-- AIM 1 --
List every member of ABBA named in the ABBA essay.
-- AIM 2 --
In the ABBA essay, which album did the writer download after hearing that the band would regroup?
-- AIM 3 --
Please reproduce the passage of the ABBA essay starting with "Beneath the tacky" and going on through "song its power.".

The importance of being ABBA
The gateway drug to the 1970s, the darkness and light of ABBA's music sometimes makes more sense when you're older
Where are those happy days, they seem so hard to find, I tried to reach for you, but you have closed your mind," Agnetha Fältskog sings over a plaintive piano melody. “Whatever happened to our love…. It used to be so nice, it used to be so good," before a careening synthesizer melody leads up to the heavens and Fältskog and Anni-Frid Lyngstad burst out, “So when you’re near me darling, can’t you hear me, S.O.S.".
The best pop songs are love songs. The best love songs are those of longing and heartbreak. And the best heartbreak songs are the ones you can dance to. To me, the best purveyors of this kind of music were the Motown bands and the girl groups of the 1960s. From The Ronettes’ Be My Baby to The Supremes’ Stop! In The Name Of Love, longing and desire poured out with melody and force in song after song. Now I know that I hadn’t paid much attention to the claims of ABBA, a band I had regarded with some disdain.
Of course, I knew the hits; they’re practically inescapable. Dancing Queen, Money Money Money, The Winner Takes It All—these are songs that could only be avoided if you’re living under a rock. At parties, I would sing along. But listening to them for pleasure? That was a step too far. My generation of musos had been brought up to consider all things ABBA, and also disco, as the aesthetic antithesis of “art" and “good taste". Moreover, in my teens and 20s, money was tight, choice was limited, and rock was Queen.
How wrong I was.
The news that the band will re-group and tour again later this year—as a hologram—and that they would drop two new songs, led me to download their Gold: Greatest Hits (1992) album on a whim. I’ve been listening to little else since.
Beneath the tacky costumes, the earworm melodies and the grins of songwriters Björn Ulvaeus and Benny Andersson and singers Fältskog and Lyngstad, lies a heart of pain and darkness which makes ABBA, to my ears, one of the most adult performers of pop ever. Just listen to the nasty synthesizer line, channelling Kraftwerk and Giorgio Moroder, that bubbles up in the otherwise sweet Super Trouper (1980), and it’s clear that this was a band that celebrated melancholy. In Take A Chance On Me (1978), another synth-inflected dance-floor stomper, the protagonist pleads with the man she’s in love with, but the song is a mass of plaintive desire couched as an internal monologue. It’s never expressed, and that’s what gives the song its power.

-- DATASET RECORDS --
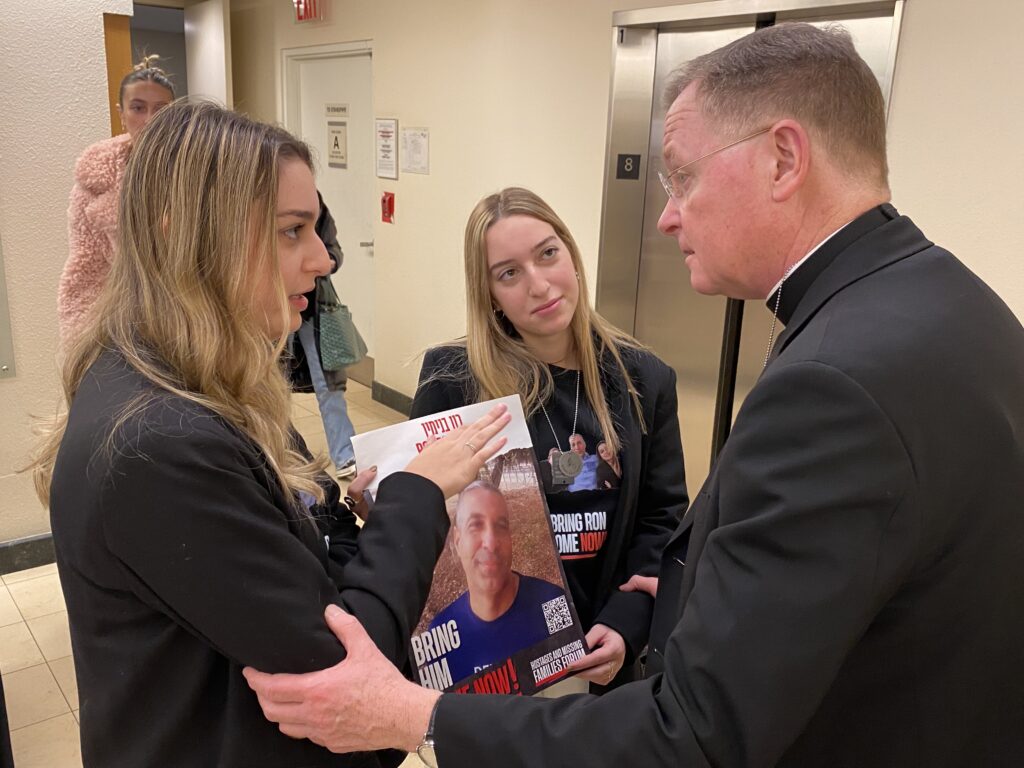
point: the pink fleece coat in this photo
(92, 218)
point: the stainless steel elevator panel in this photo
(643, 285)
(629, 126)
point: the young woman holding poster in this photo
(195, 535)
(530, 331)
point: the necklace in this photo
(569, 463)
(774, 316)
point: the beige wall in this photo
(512, 93)
(956, 134)
(47, 122)
(516, 93)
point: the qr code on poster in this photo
(556, 613)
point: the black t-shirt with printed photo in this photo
(582, 508)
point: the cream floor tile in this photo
(361, 416)
(20, 576)
(17, 648)
(33, 695)
(64, 672)
(384, 411)
(37, 597)
(52, 743)
(51, 635)
(315, 441)
(8, 610)
(305, 402)
(363, 397)
(370, 426)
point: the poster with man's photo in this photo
(499, 617)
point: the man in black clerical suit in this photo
(848, 587)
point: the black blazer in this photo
(652, 495)
(182, 561)
(853, 587)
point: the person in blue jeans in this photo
(307, 373)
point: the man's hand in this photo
(605, 658)
(638, 583)
(360, 704)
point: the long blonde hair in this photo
(500, 361)
(196, 232)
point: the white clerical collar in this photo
(788, 272)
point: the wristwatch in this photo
(425, 752)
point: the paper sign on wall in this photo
(386, 131)
(416, 150)
(337, 143)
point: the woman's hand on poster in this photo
(455, 461)
(638, 583)
(607, 651)
(354, 499)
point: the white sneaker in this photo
(347, 470)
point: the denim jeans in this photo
(334, 411)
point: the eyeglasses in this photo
(673, 182)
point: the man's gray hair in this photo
(486, 485)
(797, 71)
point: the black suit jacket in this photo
(848, 587)
(182, 561)
(652, 496)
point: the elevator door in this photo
(683, 327)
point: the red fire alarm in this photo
(308, 10)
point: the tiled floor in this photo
(35, 646)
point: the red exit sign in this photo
(308, 10)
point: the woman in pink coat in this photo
(92, 215)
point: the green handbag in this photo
(341, 344)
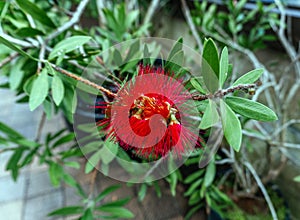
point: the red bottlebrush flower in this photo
(150, 116)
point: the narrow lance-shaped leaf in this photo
(39, 90)
(37, 13)
(251, 109)
(69, 210)
(210, 66)
(58, 89)
(93, 161)
(16, 75)
(176, 48)
(231, 126)
(210, 174)
(13, 47)
(68, 45)
(210, 116)
(197, 83)
(223, 67)
(249, 77)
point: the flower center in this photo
(150, 104)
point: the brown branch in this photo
(84, 81)
(221, 93)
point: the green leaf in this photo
(28, 84)
(55, 173)
(142, 192)
(16, 75)
(191, 178)
(117, 203)
(175, 49)
(210, 116)
(69, 210)
(210, 65)
(28, 32)
(297, 179)
(196, 82)
(211, 56)
(251, 109)
(193, 187)
(249, 77)
(175, 63)
(106, 192)
(231, 126)
(13, 47)
(68, 45)
(210, 174)
(65, 139)
(223, 67)
(36, 13)
(173, 183)
(93, 161)
(120, 212)
(39, 90)
(14, 159)
(109, 151)
(58, 89)
(72, 164)
(10, 132)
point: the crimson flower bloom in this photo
(149, 115)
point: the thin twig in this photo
(75, 19)
(8, 59)
(188, 17)
(16, 41)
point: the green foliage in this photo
(233, 22)
(33, 76)
(94, 208)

-- FINAL RESULT 1 --
Agnetha Fältskog, Anni-Frid Lyngstad, Björn Ulvaeus, Benny Andersson

-- FINAL RESULT 2 --
Gold: Greatest Hits (1992)

-- FINAL RESULT 3 --
Beneath the tacky costumes, the earworm melodies and the grins of songwriters Björn Ulvaeus and Benny Andersson and singers Fältskog and Lyngstad, lies a heart of pain and darkness which makes ABBA, to my ears, one of the most adult performers of pop ever. Just listen to the nasty synthesizer line, channelling Kraftwerk and Giorgio Moroder, that bubbles up in the otherwise sweet Super Trouper (1980), and it’s clear that this was a band that celebrated melancholy. In Take A Chance On Me (1978), another synth-inflected dance-floor stomper, the protagonist pleads with the man she’s in love with, but the song is a mass of plaintive desire couched as an internal monologue. It’s never expressed, and that’s what gives the song its power.